Attività da svolgere -
**1)** Ripeti alla lettera il brano sull'Osservatorio di Mediaetica dell'Ucsi da "L’Osservatorio di Mediaetica che" a "del rapporto democrazia-informazione.".
**2)** Prosegui il brano sull'Osservatorio di Mediaetica dell'Ucsi, cominciando subito dopo la sua ultima frase.

Brano proposto -
_ _ _ _ _ _ _
Il giornalismo italiano e l’Osservatorio di Mediaetica dell’Ucsi

L’Osservatorio di Mediaetica che l’Ucsi (Unione Stampa Cattolica italiana) ha fatto nascere circa un anno e mezzo fa è anzitutto “un luogo” e una “rete di relazioni” viventi che si fermano per riflettere e discernere i temi del rapporto democrazia-informazione.

È vero, quando un termine contiene la parola “etica” è visto con sospetto. L’Osservatorio anzitutto non è lo strumento che sostiene e modella la visione di uno “Stato etico”. Non è nemmeno la pretesa di alcuni giornalisti di auto costruire un tribunale della comunicazione o una sorta di nuovo sillabo, che definisca ciò che è etico e ciò che non lo è.

Nel cuore del documento programmatico scritto dall’Ucsi si chiarifica la missione dell’Osservatorio: “vuole anzitutto essere uno strumento di servizio che possiamo offrire alla professione e alla società italiana per monitorare e comprendere la coerenza, la trasparenza e la reputazione su cui si fonda la credibilità del giornalismo, e quella delle altre professioni di comunicatori. Il significato di etica, che rimanda a valori condivisi che rendono l’esperienza pienamente umana. Ciò che rende la nostra professione degna di essere vissuta, o la umilia se non viene praticato, è dunque il prestare attenzione (cioè capire, scavare, approfondire, confrontare, non accontentarsi delle informazioni superficiali; controllare le fonti, gerarchizzare) lo stupirsi (cioè mettere in relazione i contenuti appresi con le proprie esperienze e i propri valori, coinvolgersi personalmente, non subire l’omologazione) e la narrazione (cioè il dovere di carità che consiste nel non tenere le cose per sé ma nel trasferirle agli altri, e il dovere di saperlo fare dominando senza incertezze i linguaggi e le tecniche necessari per questa comunicazione). E naturalmente, il rispetto rigoroso verso le persone, a cominciare dai più deboli”.
_ _ _ _ _ _ _
(Record del dataset)
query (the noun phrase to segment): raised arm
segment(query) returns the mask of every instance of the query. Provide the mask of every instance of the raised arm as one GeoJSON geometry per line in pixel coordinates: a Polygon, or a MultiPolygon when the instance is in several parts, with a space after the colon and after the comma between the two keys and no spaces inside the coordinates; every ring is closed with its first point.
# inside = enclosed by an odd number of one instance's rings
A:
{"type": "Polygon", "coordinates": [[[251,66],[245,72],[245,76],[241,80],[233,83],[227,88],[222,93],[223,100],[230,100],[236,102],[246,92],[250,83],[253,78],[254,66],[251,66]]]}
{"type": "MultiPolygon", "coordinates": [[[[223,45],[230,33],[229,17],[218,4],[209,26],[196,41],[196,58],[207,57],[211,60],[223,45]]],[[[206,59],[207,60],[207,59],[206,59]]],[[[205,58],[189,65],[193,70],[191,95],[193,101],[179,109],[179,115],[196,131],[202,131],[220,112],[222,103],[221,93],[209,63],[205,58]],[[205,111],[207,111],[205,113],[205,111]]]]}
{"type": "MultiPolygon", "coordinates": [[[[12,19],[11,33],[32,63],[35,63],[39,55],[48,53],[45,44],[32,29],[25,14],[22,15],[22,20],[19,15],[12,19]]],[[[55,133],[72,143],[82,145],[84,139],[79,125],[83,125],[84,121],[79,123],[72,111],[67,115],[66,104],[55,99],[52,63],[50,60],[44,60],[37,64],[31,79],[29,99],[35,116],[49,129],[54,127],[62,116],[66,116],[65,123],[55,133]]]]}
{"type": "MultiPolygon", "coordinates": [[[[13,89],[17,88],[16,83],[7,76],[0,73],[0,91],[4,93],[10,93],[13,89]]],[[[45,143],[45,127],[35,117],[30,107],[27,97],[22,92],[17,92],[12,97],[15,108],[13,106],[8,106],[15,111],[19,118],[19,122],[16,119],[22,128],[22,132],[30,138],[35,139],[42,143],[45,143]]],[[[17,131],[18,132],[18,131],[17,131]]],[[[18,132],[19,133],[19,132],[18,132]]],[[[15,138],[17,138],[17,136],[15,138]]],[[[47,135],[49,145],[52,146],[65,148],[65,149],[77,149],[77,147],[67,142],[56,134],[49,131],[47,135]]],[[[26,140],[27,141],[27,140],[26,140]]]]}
_ _ _ _ _ _ _
Soluzioni degli esercizi -
**1)**
L’Osservatorio di Mediaetica che l’Ucsi (Unione Stampa Cattolica italiana) ha fatto nascere circa un anno e mezzo fa è anzitutto “un luogo” e una “rete di relazioni” viventi che si fermano per riflettere e discernere i temi del rapporto democrazia-informazione.

**2)**
L’orizzonte su cui si fondano le categorie interpretative dell’Osservatorio sono i principi democratici inclusi nella Carta costituzionale e quelli della dottrina sociale della Chiesa che offrono una definizione di persona e di società spesso condivisa anche da parte della cultura laica e non credente.

Dunque il punto di partenza dell’Ucsi non è neutro, affonda le sue radici nell’insegnamento sociale cristiano. Esso non si impone come confessionale, né propone soluzioni concrete ma offre un quadro di principi entro cui muoverci e una metodologia di tipo induttivo, che parte dalle esperienze e dai problemi concreti che nascono nella storia e tra le culture, dai quali è possibile far emergere i principi in gioco. I principi vengono compresi dalla rilettura dell’esperienza che vive il mondo della comunicazione oggi.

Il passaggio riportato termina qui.